Pointing dataset records:
■ ■ ■ ■ ■ ■ ■

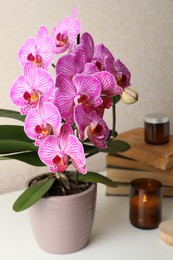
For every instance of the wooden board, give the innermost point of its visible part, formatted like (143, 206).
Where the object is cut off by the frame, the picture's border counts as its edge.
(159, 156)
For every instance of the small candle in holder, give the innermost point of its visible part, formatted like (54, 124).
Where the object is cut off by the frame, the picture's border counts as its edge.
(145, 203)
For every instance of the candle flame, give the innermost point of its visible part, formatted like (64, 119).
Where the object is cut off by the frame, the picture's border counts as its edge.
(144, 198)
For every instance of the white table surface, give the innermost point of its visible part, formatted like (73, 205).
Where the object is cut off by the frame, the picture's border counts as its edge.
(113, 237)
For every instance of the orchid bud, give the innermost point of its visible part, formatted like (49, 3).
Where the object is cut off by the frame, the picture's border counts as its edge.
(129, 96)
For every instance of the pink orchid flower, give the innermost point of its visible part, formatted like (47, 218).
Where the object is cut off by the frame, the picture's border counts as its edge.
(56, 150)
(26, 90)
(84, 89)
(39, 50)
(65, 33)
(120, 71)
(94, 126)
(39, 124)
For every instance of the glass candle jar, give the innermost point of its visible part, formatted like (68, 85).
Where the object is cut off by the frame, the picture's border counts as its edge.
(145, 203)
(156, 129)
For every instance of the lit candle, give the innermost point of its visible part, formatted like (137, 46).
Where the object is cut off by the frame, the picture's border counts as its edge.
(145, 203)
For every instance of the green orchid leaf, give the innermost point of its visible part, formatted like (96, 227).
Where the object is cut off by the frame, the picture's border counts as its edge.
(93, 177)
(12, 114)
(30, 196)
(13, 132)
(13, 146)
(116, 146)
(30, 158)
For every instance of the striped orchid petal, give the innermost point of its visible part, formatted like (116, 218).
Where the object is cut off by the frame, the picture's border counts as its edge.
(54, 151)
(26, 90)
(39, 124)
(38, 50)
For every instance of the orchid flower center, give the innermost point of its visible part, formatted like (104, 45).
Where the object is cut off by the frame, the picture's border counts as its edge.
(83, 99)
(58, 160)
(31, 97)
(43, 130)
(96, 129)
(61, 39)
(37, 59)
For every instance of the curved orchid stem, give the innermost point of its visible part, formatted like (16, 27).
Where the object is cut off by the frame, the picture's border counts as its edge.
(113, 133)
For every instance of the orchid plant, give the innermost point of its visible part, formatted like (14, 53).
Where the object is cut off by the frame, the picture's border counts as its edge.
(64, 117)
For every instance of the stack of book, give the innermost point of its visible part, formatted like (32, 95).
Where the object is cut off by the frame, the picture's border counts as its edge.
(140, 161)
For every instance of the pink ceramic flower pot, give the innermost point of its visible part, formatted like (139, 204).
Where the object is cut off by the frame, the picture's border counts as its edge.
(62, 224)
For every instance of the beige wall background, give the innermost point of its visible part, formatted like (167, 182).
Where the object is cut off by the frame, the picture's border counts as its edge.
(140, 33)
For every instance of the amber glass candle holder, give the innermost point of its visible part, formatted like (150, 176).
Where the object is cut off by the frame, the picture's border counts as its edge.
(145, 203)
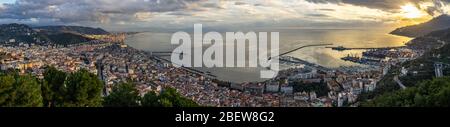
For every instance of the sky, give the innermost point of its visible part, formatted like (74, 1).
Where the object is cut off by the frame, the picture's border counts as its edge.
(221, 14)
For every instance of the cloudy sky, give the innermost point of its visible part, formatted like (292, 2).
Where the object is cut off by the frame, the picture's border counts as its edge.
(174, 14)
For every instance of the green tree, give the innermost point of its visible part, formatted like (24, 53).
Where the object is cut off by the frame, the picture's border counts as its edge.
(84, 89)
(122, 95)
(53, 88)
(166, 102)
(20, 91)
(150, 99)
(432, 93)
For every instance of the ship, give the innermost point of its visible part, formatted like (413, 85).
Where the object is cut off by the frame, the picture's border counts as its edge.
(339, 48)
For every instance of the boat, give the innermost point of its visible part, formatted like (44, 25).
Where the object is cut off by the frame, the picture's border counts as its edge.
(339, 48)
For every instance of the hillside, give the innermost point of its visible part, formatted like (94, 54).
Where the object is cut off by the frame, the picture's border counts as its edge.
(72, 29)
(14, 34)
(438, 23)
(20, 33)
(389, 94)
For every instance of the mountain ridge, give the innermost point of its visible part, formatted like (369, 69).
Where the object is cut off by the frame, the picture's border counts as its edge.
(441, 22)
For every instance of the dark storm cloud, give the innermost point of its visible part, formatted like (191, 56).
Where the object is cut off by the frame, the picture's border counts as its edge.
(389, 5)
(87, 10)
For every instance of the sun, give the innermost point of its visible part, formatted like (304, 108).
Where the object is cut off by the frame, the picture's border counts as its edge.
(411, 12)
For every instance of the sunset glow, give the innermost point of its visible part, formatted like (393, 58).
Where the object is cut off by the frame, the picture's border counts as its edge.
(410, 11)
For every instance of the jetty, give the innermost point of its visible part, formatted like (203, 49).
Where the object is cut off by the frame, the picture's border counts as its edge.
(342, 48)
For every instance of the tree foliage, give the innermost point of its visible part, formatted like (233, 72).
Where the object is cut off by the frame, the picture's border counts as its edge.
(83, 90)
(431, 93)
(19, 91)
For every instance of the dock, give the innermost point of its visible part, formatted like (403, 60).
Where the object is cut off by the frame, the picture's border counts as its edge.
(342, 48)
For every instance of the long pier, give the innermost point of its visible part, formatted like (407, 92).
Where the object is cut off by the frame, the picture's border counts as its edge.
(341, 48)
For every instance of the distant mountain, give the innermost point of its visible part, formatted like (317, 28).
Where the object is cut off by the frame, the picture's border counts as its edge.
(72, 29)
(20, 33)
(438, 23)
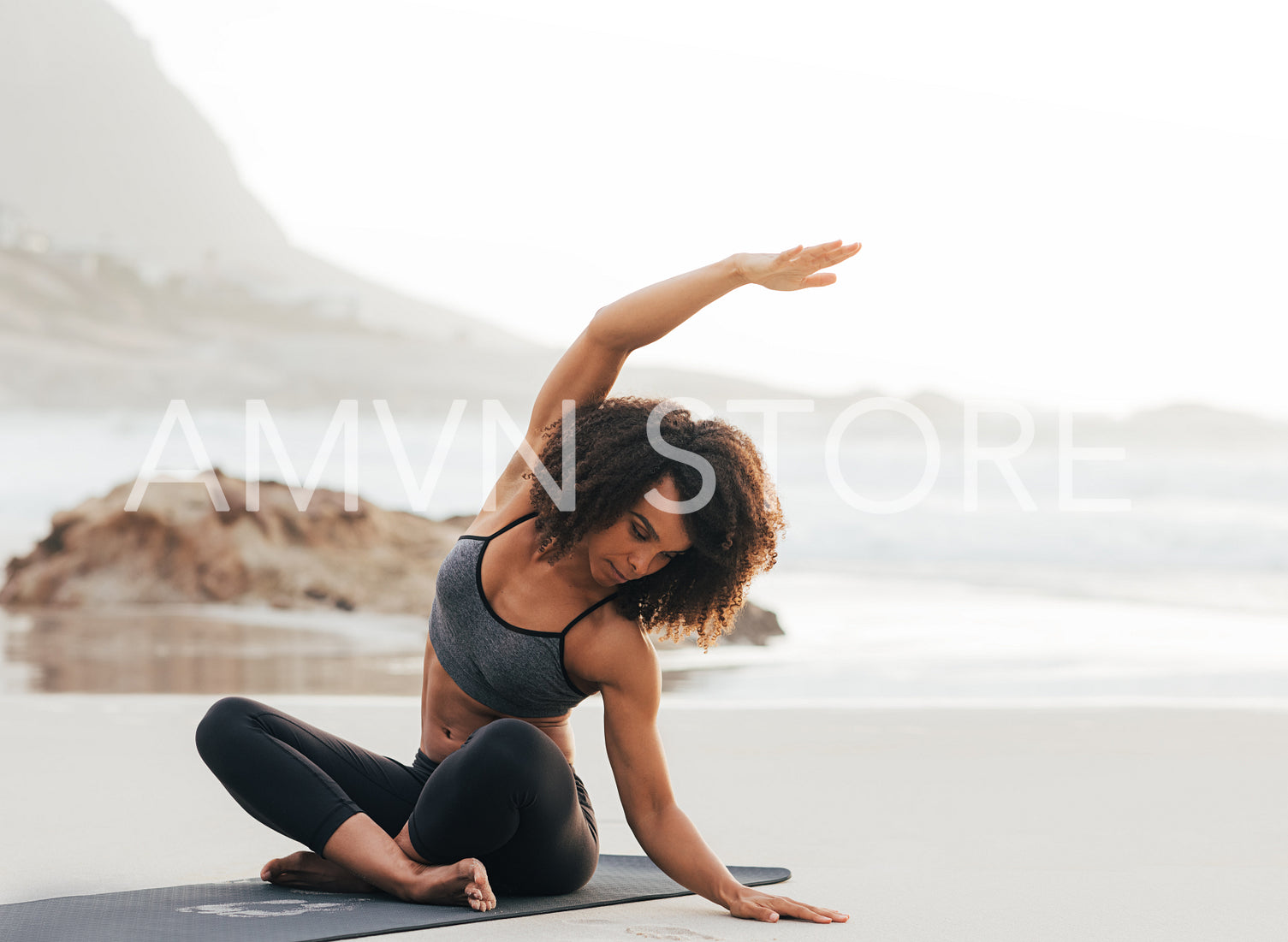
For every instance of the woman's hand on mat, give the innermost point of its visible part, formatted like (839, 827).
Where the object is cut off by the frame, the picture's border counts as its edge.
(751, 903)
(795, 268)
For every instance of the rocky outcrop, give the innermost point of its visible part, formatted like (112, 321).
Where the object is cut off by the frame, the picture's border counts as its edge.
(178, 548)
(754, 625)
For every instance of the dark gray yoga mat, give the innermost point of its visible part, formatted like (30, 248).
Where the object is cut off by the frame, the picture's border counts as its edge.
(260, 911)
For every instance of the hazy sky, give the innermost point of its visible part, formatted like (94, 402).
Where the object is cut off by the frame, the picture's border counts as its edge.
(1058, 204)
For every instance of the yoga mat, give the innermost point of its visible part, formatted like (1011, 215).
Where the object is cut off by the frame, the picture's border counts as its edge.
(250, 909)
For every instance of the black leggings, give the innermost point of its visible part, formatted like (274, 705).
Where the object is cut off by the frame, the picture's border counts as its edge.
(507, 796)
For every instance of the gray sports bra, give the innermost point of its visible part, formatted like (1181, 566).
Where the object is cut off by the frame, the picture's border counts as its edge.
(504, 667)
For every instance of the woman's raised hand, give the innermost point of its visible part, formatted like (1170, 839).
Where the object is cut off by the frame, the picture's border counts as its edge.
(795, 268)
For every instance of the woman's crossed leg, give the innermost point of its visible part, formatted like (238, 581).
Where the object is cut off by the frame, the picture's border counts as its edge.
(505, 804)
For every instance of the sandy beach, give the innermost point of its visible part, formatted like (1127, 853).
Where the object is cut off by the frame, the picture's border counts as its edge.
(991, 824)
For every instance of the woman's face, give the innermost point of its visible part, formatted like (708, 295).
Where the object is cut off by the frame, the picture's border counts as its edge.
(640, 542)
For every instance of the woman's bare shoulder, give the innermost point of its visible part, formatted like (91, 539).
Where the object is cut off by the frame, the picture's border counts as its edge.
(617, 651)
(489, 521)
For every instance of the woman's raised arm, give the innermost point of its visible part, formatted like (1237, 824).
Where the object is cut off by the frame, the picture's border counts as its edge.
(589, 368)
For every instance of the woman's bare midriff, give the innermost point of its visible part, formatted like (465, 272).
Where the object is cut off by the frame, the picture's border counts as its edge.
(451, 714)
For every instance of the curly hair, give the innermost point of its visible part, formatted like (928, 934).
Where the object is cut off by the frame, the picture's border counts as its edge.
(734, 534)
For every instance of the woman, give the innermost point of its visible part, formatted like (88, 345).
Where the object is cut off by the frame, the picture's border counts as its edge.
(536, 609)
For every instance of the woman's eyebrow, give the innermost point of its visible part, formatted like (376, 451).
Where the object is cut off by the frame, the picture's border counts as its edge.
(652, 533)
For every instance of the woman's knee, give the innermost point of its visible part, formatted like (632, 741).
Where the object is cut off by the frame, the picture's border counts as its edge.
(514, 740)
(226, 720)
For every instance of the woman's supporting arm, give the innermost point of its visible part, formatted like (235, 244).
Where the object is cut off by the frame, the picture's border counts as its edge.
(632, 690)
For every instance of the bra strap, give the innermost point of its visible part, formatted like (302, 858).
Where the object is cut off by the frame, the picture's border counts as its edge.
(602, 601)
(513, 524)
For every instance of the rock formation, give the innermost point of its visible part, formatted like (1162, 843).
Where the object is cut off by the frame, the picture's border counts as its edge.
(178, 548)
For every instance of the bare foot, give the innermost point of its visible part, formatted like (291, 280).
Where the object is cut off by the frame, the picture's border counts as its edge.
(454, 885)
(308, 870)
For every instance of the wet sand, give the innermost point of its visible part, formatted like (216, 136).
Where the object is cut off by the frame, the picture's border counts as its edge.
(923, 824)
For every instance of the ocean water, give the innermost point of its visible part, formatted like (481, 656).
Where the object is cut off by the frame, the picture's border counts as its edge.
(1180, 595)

■ ■ ■ ■ ■ ■ ■

§ SHORT TASK
Quote only the lines from the line containing "For every instance of the bra" through the end of the entries, keeping the first and the last.

§ WORKED SOLUTION
For every instance of the bra strap, give the innermost point of its visible part, formatted like (302, 858).
Where the object is cut off by the frame, the picture's border counts as its edge.
(602, 601)
(513, 524)
For every instance of the rock formation, give the innermost point of its visible part, formatted like (1162, 843).
Where the object is cut off by the frame, the picture's border counts as its edge.
(178, 548)
For every instance of the bare foot, give the innermost point of its visible part, formatted like (291, 280).
Where the object is cut off by the frame, the picture's border counts as its edge.
(454, 885)
(308, 870)
For every instance of the wet sand, give the innermost point of its visible part, formatted like (216, 136).
Where the object is cut off by the frame, the picture's border counts as its edge.
(923, 824)
For every instance of the ocean water, give the innermost point of its visible part, formatted like (481, 656).
Where the object is cut off by the frame, the picture's border counts as its edge.
(1180, 595)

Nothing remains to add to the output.